Once you reach the line containing "A note to the class: find the blue" in the entries below, write out that line and each one after it down to the line containing "A note to the class: find the skyscraper", exactly and with nothing added.
────────────────────────────────────────
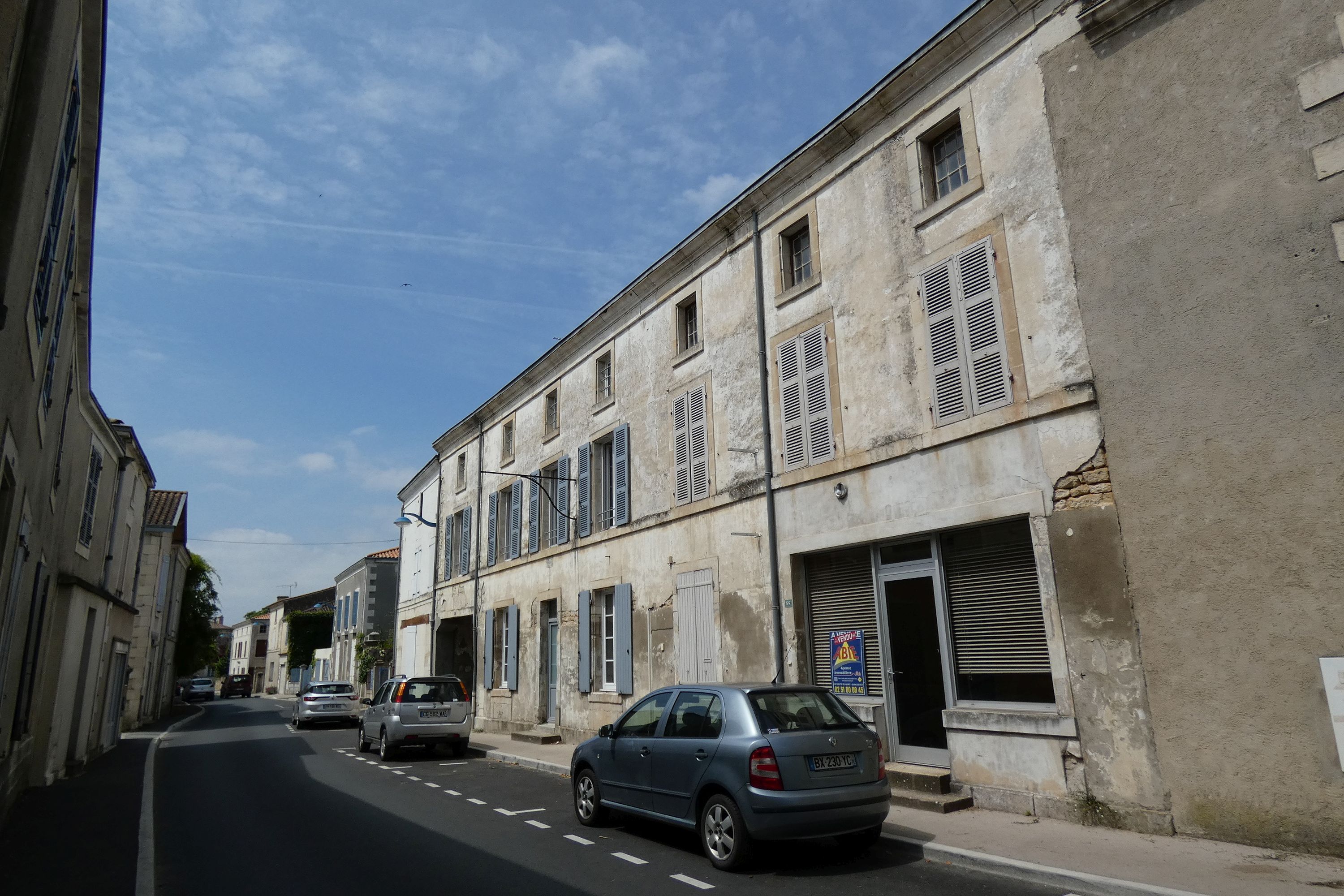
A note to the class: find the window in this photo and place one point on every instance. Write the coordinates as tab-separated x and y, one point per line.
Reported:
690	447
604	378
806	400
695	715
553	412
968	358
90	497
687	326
────────────────────────────────────────
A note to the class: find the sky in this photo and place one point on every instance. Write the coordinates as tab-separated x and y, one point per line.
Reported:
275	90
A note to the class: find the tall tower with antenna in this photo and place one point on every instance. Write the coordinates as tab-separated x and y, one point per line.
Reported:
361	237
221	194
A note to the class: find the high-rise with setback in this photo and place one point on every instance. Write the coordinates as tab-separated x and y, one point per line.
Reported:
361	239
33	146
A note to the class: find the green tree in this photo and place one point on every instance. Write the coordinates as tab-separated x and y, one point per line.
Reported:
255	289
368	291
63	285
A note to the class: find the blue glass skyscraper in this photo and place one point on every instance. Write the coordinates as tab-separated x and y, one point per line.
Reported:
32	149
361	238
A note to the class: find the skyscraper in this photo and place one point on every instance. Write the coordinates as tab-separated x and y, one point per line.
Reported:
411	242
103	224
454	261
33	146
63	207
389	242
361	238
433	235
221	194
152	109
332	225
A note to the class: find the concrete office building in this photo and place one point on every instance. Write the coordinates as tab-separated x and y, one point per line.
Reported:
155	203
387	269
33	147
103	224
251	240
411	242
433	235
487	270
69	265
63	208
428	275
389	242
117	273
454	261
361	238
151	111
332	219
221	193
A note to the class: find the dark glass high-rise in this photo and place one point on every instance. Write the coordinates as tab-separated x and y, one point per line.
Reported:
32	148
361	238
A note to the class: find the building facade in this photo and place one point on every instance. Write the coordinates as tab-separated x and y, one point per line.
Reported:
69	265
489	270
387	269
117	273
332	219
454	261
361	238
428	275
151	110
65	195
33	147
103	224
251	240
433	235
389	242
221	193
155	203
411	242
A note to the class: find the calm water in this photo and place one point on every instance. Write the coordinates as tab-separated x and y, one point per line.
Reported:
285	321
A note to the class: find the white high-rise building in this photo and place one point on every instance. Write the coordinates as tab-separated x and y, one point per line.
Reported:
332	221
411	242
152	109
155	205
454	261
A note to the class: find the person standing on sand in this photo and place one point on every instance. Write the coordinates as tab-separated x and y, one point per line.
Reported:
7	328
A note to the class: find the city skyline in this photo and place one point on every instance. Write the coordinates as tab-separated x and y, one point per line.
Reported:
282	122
────────────────────────────────────────
• **WRITTEN RESPONSE**:
A note to the class: find the blue glass skyscraper in this photo and place one point on every instance. Write the coordinates as tab-separated x and y, one point per line.
Reported:
32	149
361	238
A note to the class: find the skyscraper in this photo and place one point on every instance. Write the coordinates as tab-separated x and y, one point per line.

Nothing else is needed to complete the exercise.